→ Work to be completed: Render the listing below as a JSON list of strings, one string per line, with blank lines omitted.

-- start of Entries provided --

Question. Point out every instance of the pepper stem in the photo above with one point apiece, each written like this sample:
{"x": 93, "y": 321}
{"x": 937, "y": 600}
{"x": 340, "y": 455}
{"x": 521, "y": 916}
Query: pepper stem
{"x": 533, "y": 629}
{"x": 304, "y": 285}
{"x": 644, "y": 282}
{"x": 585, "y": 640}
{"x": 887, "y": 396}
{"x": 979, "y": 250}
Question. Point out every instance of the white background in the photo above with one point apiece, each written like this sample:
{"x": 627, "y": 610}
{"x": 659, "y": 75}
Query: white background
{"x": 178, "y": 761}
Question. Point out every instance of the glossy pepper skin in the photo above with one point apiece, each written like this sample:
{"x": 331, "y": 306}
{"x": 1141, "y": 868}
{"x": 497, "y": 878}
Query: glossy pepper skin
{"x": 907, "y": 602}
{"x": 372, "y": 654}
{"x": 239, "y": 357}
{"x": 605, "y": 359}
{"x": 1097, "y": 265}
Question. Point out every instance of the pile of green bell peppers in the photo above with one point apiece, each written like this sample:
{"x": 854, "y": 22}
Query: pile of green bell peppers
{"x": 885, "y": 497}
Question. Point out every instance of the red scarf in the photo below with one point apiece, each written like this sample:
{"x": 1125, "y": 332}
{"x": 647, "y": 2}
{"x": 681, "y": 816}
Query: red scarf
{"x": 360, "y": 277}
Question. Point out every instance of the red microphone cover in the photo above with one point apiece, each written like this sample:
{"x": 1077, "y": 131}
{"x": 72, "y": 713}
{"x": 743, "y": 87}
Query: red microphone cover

-- end of Entries provided --

→ Output for this task:
[
  "Question. Point out every instance of the pepper stem in the photo above with one point apiece, each written like this sample:",
  "{\"x\": 93, \"y\": 321}",
  "{\"x\": 937, \"y\": 600}",
  "{\"x\": 340, \"y\": 455}",
  "{\"x\": 521, \"y\": 916}",
  "Query: pepper stem",
  "{\"x\": 533, \"y\": 629}",
  "{\"x\": 304, \"y\": 285}",
  "{\"x\": 644, \"y\": 282}",
  "{\"x\": 585, \"y\": 640}",
  "{\"x\": 887, \"y\": 396}",
  "{\"x\": 979, \"y\": 250}",
  "Question. Point out every instance of the white background in the photo above with one point apiece, each written like this sample:",
  "{\"x\": 627, \"y\": 610}",
  "{\"x\": 659, \"y\": 75}",
  "Query: white background",
  "{\"x\": 178, \"y\": 761}",
  "Question. Point out every instance of the glossy pepper skin in the photo above with one point apiece, each written like this sample:",
  "{\"x\": 331, \"y\": 306}",
  "{\"x\": 1141, \"y\": 868}",
  "{\"x\": 497, \"y\": 878}",
  "Query: glossy pepper skin",
  "{\"x\": 907, \"y\": 602}",
  "{\"x\": 372, \"y\": 654}",
  "{\"x\": 239, \"y\": 357}",
  "{\"x\": 605, \"y\": 359}",
  "{\"x\": 1097, \"y\": 265}",
  "Question. Point out every instance of the pile of green bell peppers in the photo above with one point apiece, each written like this sample:",
  "{\"x\": 854, \"y\": 22}",
  "Query: pile of green bell peppers",
  "{\"x\": 885, \"y\": 497}",
  "Question. Point out every instance of the red scarf in the photo below with one point apiece, each written like this sample:",
  "{\"x\": 1125, \"y\": 332}",
  "{\"x\": 647, \"y\": 2}",
  "{\"x\": 681, \"y\": 816}",
  "Query: red scarf",
  "{\"x\": 360, \"y\": 277}",
  "Question. Point out every instance of the red microphone cover in the photo above with one point apiece, each written like this sample:",
  "{\"x\": 1077, \"y\": 131}",
  "{\"x\": 72, \"y\": 713}",
  "{\"x\": 743, \"y\": 87}",
  "Query: red microphone cover"
]